Stored rows »
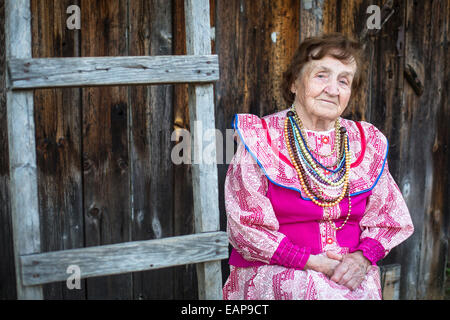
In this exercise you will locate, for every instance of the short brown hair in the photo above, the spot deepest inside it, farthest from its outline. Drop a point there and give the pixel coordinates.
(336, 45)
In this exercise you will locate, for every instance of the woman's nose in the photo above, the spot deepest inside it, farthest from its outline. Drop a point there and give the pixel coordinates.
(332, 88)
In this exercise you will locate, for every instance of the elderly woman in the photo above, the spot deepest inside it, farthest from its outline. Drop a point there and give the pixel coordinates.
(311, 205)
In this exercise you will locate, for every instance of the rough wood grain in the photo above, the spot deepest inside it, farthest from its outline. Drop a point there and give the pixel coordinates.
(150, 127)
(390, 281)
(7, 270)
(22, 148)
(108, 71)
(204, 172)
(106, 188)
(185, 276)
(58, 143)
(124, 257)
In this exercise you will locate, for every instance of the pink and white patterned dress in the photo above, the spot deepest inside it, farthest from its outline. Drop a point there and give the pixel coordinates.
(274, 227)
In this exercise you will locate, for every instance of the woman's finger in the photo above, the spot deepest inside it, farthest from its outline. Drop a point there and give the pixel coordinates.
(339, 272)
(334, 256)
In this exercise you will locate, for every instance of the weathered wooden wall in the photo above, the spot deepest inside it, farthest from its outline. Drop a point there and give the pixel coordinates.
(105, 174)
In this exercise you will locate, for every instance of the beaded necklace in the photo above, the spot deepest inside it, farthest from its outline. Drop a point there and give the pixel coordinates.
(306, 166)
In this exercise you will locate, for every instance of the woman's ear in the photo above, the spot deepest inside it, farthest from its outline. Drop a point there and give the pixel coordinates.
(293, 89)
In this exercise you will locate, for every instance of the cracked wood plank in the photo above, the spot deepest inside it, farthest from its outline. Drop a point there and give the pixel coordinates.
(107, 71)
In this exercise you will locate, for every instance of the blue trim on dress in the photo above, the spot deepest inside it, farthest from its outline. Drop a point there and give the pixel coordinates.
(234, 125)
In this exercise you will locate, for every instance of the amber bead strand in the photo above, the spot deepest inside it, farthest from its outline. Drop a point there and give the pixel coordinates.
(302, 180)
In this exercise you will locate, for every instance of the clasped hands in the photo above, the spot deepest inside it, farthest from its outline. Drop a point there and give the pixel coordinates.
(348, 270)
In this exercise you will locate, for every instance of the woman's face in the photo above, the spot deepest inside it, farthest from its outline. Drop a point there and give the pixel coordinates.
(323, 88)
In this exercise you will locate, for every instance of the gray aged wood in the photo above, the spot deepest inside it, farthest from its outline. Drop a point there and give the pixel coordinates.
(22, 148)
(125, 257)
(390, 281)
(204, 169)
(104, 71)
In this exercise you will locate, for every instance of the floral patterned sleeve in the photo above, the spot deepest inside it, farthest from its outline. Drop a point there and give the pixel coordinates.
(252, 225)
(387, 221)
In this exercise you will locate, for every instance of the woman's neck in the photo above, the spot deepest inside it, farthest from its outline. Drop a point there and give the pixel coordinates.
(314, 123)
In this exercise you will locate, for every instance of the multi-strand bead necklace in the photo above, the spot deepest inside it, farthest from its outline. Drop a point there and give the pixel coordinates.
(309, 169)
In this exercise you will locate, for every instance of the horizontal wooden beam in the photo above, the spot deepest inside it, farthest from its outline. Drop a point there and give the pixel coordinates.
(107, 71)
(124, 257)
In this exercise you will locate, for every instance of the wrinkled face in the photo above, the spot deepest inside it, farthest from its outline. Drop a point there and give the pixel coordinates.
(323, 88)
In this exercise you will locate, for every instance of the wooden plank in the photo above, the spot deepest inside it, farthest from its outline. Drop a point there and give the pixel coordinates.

* * *

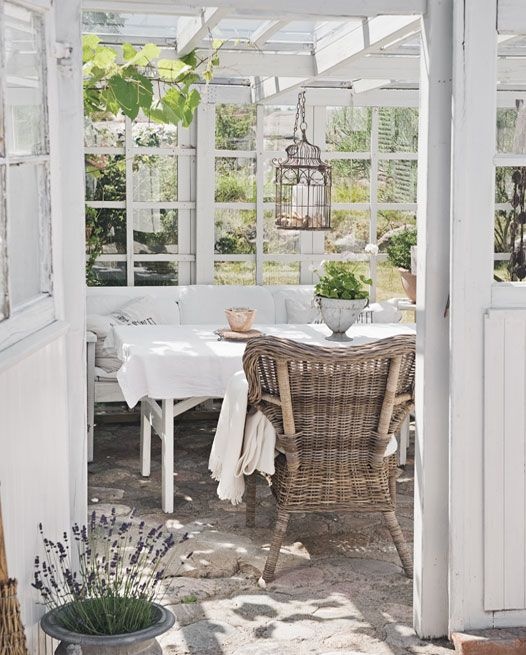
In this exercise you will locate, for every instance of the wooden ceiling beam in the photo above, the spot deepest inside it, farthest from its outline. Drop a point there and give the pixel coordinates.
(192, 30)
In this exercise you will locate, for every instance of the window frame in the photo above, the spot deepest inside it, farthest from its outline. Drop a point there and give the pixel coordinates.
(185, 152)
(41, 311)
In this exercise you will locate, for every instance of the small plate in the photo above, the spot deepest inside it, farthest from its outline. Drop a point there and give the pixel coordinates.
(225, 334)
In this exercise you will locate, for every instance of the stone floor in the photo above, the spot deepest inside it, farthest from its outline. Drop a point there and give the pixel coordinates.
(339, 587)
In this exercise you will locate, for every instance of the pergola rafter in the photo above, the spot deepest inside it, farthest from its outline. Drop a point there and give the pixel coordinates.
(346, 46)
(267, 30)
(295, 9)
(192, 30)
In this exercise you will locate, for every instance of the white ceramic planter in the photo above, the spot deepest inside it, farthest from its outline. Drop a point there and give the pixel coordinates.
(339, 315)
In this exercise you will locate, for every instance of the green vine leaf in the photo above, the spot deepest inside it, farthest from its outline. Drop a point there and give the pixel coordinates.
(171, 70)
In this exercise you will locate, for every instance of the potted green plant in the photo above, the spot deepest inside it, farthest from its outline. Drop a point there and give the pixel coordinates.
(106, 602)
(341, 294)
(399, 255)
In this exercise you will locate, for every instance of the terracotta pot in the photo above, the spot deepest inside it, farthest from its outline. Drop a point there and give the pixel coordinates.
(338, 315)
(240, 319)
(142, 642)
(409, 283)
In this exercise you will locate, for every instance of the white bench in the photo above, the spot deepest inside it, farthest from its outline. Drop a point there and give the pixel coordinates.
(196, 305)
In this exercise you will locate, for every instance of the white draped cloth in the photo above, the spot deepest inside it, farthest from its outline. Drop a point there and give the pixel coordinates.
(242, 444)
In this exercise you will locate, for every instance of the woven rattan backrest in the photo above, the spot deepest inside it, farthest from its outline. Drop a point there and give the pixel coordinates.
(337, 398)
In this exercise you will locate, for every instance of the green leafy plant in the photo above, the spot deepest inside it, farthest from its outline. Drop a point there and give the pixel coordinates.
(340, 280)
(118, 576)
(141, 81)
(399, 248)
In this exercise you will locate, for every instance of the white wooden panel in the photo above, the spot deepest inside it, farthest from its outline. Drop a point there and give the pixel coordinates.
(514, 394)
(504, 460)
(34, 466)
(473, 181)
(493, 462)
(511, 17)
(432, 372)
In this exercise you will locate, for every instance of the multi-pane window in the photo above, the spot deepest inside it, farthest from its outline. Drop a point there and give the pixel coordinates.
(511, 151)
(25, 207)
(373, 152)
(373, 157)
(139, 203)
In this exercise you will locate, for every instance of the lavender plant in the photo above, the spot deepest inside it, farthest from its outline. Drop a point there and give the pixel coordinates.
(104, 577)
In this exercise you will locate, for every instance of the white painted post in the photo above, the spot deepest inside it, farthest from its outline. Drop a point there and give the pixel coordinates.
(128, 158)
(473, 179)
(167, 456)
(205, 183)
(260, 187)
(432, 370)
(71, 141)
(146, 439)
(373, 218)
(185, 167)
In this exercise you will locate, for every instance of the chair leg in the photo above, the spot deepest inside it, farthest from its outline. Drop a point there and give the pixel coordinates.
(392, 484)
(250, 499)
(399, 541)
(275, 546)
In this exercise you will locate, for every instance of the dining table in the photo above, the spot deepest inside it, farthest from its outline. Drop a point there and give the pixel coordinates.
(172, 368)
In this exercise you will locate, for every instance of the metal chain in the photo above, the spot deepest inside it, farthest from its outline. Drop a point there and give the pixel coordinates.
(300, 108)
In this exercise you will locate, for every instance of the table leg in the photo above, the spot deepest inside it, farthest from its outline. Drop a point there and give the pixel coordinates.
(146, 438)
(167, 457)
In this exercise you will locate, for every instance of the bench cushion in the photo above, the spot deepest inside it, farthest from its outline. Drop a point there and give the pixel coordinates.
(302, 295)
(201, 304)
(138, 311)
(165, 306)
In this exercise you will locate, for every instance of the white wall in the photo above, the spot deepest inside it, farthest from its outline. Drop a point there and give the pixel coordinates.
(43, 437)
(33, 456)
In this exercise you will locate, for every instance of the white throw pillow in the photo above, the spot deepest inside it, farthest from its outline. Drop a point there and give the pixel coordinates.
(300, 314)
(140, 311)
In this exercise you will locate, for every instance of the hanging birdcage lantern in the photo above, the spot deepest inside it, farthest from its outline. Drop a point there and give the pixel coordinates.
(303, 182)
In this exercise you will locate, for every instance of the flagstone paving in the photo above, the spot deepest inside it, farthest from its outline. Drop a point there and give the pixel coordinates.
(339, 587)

---

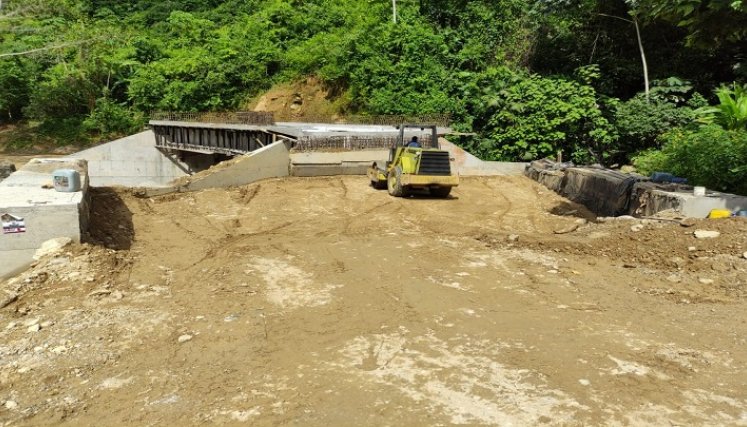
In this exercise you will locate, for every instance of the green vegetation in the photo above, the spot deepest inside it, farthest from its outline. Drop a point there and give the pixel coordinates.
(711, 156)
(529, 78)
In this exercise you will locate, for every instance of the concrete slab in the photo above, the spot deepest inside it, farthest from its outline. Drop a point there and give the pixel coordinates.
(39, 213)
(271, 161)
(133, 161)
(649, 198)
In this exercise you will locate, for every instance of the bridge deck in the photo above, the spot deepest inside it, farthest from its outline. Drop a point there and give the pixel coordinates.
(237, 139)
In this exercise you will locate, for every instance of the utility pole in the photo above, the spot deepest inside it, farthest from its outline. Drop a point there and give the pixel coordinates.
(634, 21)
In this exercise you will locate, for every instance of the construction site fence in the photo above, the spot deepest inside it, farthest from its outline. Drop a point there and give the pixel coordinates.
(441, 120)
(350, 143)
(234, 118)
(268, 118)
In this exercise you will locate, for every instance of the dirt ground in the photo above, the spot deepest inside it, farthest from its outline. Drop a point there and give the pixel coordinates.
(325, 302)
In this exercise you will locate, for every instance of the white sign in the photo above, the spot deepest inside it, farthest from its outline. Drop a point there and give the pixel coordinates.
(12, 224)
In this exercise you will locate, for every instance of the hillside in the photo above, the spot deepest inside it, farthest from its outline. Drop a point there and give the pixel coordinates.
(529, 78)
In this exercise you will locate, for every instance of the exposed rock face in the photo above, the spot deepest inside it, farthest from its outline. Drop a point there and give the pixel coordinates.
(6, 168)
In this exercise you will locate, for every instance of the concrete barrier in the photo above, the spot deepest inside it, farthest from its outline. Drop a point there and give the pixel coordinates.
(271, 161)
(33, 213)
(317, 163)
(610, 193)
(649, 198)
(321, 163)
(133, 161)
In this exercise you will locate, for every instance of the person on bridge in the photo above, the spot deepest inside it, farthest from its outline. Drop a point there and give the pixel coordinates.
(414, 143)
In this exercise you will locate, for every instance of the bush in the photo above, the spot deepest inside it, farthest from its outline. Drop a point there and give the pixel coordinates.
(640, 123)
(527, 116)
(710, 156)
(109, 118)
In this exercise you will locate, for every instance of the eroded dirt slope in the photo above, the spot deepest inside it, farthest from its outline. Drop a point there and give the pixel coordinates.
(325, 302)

Short exercise » Report the number of lines in the entries above that contain the word "dress", giving only that number.

Exercise solution » 2